**Tasks**
1. Write out the talk on Moby-Dick word for word between "I’d like to" and "to their ranks.", inclusive.
2. In the talk on Moby-Dick, why did Roman Jakobson oppose Nabokov's appointment at Harvard? Answer in one to three sentences.

**Given passage**
= = = =
I’d like to open with a few words about the fact that I’m here addressing you today. When Vladimir Nabokov immigrated to the United States, before his fame from writing Lolita reached full swing, there was discussion of his becoming a professor at Harvard. Nabokov’s supporters included Harry Levin, who pushed fervently for the novelist’s appointment, but the linguist Roman Jakobson stood in opposition. “Even if one allows that he is an important writer,” he said, “are we next to invite an elephant to be a professor of zoology?” In other words, as a writer Nabokov should be studied by scholars, not admitted to their ranks.

I realize that I stand here before you today in the same capacity. What should a writer like me have to tell scholars like you? The elephant does not think about its own elephant-ness. Nor does it compare itself to the rhino or the tiger. That’s the work of scholars. The elephant simply thinks of itself as being itself.

And yet here I am, talking about Herman Melville, and specifically Moby-Dick. In a conversation about whales, I consider myself a mackerel or a sardine. I was worried I would have little more to offer than “ Yes, I love Moby-Dick; it’s a wonderful book; I’ve read it many times.”

Then I reflected that there are no doubt pearls hidden in Moby-Dick that an author might find valuable. I began to wonder how I as a writer might be able to put Melville to good use. What veins are there for me to mine?

With that in mind, today’s talk will be about form in novels. I will refrain from commenting on the theological or metaphysical meanings of the white whale. Then in the latter part of my remarks I will spend some time looking at Pynchon in the same way I consider Melville.

Let’s begin with the idea of the quest. Less a strictly defined literary term, the quest is something of a conventional idea. But while it may begin as a conventional concept, it can also be used to depart from the [End Page 94] commonplace and restructure convention into something larger. Melville and Pynchon both achieve this, and it’s worth considering how.
= = = =
**Provided data**
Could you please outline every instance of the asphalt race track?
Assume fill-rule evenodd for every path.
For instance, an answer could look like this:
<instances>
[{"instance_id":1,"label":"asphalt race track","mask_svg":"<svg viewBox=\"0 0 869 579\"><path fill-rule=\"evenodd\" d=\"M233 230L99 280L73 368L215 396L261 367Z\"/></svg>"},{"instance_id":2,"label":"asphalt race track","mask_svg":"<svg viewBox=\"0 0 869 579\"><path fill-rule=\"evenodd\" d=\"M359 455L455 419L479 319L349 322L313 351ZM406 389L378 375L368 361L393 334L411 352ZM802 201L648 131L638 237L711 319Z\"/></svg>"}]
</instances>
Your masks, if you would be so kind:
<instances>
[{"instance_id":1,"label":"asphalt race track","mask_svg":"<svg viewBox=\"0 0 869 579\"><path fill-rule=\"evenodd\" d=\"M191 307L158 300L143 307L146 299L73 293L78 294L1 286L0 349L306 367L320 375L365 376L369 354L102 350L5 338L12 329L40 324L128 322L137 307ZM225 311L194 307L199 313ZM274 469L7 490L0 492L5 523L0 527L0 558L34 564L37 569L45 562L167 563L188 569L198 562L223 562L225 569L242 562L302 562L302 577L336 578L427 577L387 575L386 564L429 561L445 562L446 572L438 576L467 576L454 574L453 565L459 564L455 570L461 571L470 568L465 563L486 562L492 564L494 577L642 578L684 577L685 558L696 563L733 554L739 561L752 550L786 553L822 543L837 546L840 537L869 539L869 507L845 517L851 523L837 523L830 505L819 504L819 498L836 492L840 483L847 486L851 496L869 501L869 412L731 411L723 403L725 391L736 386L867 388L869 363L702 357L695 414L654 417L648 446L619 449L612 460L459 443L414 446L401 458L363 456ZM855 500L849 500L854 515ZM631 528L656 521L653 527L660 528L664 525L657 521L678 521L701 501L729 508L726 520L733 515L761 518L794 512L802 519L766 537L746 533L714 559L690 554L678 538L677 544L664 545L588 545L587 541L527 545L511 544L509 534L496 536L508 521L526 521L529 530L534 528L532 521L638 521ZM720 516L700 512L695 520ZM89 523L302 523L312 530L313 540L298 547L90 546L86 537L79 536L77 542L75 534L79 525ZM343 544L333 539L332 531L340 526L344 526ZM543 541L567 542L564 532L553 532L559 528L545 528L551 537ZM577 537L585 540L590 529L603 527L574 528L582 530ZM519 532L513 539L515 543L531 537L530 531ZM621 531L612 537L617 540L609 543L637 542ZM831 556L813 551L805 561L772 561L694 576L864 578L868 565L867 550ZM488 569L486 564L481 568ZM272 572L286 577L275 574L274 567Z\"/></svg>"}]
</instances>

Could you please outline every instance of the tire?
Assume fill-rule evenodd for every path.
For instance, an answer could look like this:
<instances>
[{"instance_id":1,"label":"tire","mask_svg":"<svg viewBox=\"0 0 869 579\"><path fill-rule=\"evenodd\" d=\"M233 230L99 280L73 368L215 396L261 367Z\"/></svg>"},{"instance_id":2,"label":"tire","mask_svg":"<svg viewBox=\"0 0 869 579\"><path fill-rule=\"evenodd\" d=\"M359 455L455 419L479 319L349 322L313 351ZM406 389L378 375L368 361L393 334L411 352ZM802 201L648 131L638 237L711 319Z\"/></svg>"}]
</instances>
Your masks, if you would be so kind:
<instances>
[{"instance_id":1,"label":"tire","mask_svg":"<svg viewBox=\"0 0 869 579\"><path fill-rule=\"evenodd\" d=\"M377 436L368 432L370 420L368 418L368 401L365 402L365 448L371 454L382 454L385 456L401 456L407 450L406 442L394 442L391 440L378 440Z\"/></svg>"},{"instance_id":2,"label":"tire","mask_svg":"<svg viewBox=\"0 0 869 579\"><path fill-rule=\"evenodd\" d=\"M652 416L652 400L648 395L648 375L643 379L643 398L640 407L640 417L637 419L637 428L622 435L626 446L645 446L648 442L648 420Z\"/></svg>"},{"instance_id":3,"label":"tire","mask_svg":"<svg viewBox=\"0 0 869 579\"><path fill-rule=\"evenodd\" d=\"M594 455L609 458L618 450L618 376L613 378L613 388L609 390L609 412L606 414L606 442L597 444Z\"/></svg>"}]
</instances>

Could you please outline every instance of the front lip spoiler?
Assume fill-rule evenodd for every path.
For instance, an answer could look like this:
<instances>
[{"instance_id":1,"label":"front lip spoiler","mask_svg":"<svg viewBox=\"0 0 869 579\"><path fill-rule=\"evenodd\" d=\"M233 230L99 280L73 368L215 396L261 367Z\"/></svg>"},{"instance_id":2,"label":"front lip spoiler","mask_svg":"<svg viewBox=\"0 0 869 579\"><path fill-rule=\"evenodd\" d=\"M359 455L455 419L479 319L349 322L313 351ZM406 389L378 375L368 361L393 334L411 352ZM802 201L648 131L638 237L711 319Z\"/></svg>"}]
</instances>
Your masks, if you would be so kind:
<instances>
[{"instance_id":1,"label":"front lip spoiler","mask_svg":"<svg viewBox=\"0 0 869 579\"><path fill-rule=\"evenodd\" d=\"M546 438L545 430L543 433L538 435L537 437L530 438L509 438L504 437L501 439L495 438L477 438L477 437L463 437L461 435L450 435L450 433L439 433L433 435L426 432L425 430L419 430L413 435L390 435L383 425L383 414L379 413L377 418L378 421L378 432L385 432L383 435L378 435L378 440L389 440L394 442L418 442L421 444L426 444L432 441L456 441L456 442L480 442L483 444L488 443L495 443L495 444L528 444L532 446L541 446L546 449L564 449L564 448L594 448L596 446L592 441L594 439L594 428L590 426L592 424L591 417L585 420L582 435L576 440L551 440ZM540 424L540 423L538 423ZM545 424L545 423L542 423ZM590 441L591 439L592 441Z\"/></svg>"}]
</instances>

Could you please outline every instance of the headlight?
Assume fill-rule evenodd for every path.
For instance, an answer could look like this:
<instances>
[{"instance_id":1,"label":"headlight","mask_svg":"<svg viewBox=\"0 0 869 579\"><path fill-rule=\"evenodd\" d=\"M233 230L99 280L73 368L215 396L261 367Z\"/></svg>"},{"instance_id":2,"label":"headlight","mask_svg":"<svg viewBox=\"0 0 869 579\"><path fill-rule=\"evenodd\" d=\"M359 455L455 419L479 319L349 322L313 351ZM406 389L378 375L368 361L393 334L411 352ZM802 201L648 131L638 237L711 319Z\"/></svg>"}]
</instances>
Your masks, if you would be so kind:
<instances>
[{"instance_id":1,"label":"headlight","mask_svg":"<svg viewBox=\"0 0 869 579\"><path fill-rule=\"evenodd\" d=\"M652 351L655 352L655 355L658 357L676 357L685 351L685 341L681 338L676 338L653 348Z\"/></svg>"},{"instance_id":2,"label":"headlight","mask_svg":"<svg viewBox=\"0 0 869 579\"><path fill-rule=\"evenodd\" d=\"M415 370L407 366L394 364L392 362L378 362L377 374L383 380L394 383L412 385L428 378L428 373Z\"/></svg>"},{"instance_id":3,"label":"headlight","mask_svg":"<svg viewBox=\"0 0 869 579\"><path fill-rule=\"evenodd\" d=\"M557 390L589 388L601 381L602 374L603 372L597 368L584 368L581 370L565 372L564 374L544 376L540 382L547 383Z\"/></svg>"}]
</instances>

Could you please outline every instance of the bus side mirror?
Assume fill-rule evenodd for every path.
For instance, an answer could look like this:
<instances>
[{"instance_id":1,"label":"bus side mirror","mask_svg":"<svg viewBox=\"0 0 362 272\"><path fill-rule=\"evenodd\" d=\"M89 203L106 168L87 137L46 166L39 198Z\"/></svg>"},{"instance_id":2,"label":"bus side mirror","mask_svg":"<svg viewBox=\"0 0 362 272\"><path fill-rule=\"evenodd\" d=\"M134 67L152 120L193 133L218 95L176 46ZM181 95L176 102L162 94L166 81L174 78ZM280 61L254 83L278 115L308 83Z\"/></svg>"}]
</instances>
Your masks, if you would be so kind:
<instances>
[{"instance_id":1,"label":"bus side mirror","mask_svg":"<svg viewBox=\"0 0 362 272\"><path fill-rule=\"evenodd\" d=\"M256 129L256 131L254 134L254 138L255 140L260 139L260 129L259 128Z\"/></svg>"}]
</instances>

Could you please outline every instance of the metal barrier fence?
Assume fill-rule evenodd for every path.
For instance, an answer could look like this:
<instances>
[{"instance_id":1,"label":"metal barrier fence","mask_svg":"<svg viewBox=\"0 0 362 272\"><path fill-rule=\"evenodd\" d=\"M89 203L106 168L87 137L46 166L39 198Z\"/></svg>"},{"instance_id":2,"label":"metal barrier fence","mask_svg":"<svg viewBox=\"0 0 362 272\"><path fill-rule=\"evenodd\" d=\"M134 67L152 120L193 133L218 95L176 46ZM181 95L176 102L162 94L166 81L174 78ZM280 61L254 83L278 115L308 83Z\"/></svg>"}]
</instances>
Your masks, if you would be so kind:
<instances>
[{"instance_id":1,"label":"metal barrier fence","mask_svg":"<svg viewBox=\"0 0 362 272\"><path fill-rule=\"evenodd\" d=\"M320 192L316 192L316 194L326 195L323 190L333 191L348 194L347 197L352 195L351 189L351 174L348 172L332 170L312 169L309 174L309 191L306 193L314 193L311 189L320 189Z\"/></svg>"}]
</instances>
= = = =
**Responses to the tasks**
1.
I’d like to open with a few words about the fact that I’m here addressing you today. When Vladimir Nabokov immigrated to the United States, before his fame from writing Lolita reached full swing, there was discussion of his becoming a professor at Harvard. Nabokov’s supporters included Harry Levin, who pushed fervently for the novelist’s appointment, but the linguist Roman Jakobson stood in opposition. “Even if one allows that he is an important writer,” he said, “are we next to invite an elephant to be a professor of zoology?” In other words, as a writer Nabokov should be studied by scholars, not admitted to their ranks.

2. Jakobson believed that Nabokov, as a writer, should be studied by scholars rather than admitted to their ranks. He made the point by asking whether an elephant should next be invited to be a professor of zoology.